#### GIVEN PASSAGE
The Collaborative Editing Problem
The Fundamental Problem
Two people are editing the same document. Alice types "Hello" at position 0. At the exact same moment, Bob deletes the character at position 3. Neither knows about the other's edit yet — they're working on their local copies.
When these edits arrive at each other's machines, what happens? If you naively apply both edits, the result depends on the order they're applied — and Alice sees a different document than Bob.
This is the collaborative editing problem: how do you allow multiple users to edit shared state simultaneously and guarantee that everyone ends up with the same result?
It sounds simple. It's one of the hardest problems in distributed systems.
Why Simple Locking Doesn't Work
The first instinct: lock the document. Only one person can edit at a time. Problem solved, right?
Wrong. Locking kills the user experience:
- Granularity: Lock the whole document? Unusable for a 100-page doc with 10 editors. Lock per paragraph? Still frustrating. Lock per character? Absurd overhead.
- Latency: If the lock server is 200ms away, every keystroke has a 400ms round trip (request lock, wait for grant). Nobody types at 2.5 characters per second.
- Dead locks: User A locks paragraph 1, wants to edit paragraph 2. User B has paragraph 2 locked, wants paragraph 1. Deadlock.
- Failure: User locks a section, then their browser crashes. The lock is held until timeout. Other users are blocked.
Google Docs doesn't lock. Figma doesn't lock. Notion doesn't lock. The industry solved this differently — with algorithms that let everyone edit freely and reconcile the mess afterward.
Imagine a whiteboard in a room with 5 people, all drawing simultaneously. Locking is like saying "everyone raise your hand and wait for permission before each stroke." OT is like having a coordinator who watches everyone draw and adjusts their strokes in real-time to avoid conflicts. CRDTs are like giving each person a special pen that mathematically guarantees all drawings converge no matter what order the strokes are applied.
The Three Properties You Need
Any collaborative editing solution must guarantee three things:
1. Convergence
When all edits have been propagated to all clients, every client must see the exact same document. Not "similar." Not "close enough." Identical, byte-for-byte.
This is the non-negotiable requirement. If Alice sees "Hello World" and Bob sees "Helo World" after sync, the system is broken.
2. Intention Preservation
Each user's edit should achieve what they intended, even in the presence of concurrent edits. If Alice types "X" between "He" and "llo," the result should have "X" between "He" and "llo" — even if Bob simultaneously deleted a character elsewhere that shifted positions.
This is harder than it sounds. Position-based edits (insert at index 3) don't preserve intention when other edits shift indices.
3. Causality Preservation
If edit B was made with knowledge of edit A (B "happened after" A from the user's perspective), then B should be applied after A everywhere. Edits should never appear to travel backwards in time.

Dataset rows
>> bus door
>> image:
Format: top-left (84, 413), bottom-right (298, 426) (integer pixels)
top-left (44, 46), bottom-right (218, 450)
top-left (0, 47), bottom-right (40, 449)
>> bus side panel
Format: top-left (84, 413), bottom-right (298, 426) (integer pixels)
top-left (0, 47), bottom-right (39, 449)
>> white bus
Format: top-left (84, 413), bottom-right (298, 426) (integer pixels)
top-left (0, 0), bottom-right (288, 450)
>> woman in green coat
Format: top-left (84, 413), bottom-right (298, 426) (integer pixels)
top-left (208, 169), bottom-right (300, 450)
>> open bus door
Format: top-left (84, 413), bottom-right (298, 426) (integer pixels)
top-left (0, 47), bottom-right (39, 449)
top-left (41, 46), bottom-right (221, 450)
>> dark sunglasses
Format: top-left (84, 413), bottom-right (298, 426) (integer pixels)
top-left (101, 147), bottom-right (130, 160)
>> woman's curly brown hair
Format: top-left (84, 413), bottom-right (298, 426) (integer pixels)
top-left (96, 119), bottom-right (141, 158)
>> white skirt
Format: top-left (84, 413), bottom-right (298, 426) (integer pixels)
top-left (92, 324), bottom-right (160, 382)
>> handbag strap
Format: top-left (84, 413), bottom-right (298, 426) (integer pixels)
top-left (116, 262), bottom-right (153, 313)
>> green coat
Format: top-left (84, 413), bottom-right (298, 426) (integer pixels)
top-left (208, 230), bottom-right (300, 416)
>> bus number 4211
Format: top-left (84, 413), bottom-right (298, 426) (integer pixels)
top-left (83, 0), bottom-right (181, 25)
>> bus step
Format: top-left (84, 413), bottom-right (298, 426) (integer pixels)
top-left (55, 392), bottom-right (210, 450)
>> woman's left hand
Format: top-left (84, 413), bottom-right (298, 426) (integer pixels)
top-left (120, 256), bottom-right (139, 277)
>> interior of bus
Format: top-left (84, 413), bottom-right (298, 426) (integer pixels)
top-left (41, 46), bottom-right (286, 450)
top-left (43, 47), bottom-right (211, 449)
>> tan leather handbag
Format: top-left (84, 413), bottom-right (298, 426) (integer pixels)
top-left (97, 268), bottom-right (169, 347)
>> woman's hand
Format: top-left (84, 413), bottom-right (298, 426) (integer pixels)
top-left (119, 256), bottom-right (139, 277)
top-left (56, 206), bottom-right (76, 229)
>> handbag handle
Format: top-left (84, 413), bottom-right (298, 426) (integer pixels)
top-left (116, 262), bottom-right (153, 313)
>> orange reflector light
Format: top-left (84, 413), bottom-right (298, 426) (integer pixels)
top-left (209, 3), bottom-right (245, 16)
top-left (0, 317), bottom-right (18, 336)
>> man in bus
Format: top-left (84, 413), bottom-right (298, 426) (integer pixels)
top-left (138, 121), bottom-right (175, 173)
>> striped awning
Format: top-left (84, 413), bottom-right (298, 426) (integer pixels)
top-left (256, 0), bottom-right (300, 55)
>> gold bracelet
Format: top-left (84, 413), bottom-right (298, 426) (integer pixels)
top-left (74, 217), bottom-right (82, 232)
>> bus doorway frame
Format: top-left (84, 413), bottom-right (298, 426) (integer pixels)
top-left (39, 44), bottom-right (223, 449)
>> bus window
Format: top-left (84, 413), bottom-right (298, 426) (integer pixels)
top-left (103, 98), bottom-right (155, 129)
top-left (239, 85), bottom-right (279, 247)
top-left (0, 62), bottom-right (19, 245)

#### DIRECTIVES
(a) Decide whether each statement agrees with the passage on collaborative editing: (i) Figma handles simultaneous edits by locking the document. (ii) With a lock server 200ms away, every keystroke has a 400ms round trip. (iii) Convergence is satisfied when every client's document is close enough to the others. For each, answer yes or no and quote the deciding words from the passage.
(b) In the dataset rows, rewrite the part that opens with the line containing "tan leather handbag" and closes with the line containing "top-left (256, 0), bottom-right (300, 55)", changing "handbag" to "purse" and leaving everything else unchanged. Give only those lines.
The passage on collaborative editing and the dataset rows come from unrelated sources.

#### WORKED SOLUTIONS
(a)
(i) No: "Figma doesn't lock."
(ii) Yes: "If the lock server is 200ms away, every keystroke has a 400ms round trip"
(iii) No: "Identical, byte-for-byte."

(b)
>> tan leather purse
Format: top-left (84, 413), bottom-right (298, 426) (integer pixels)
top-left (97, 268), bottom-right (169, 347)
>> woman's hand
Format: top-left (84, 413), bottom-right (298, 426) (integer pixels)
top-left (119, 256), bottom-right (139, 277)
top-left (56, 206), bottom-right (76, 229)
>> purse handle
Format: top-left (84, 413), bottom-right (298, 426) (integer pixels)
top-left (116, 262), bottom-right (153, 313)
>> orange reflector light
Format: top-left (84, 413), bottom-right (298, 426) (integer pixels)
top-left (209, 3), bottom-right (245, 16)
top-left (0, 317), bottom-right (18, 336)
>> man in bus
Format: top-left (84, 413), bottom-right (298, 426) (integer pixels)
top-left (138, 121), bottom-right (175, 173)
>> striped awning
Format: top-left (84, 413), bottom-right (298, 426) (integer pixels)
top-left (256, 0), bottom-right (300, 55)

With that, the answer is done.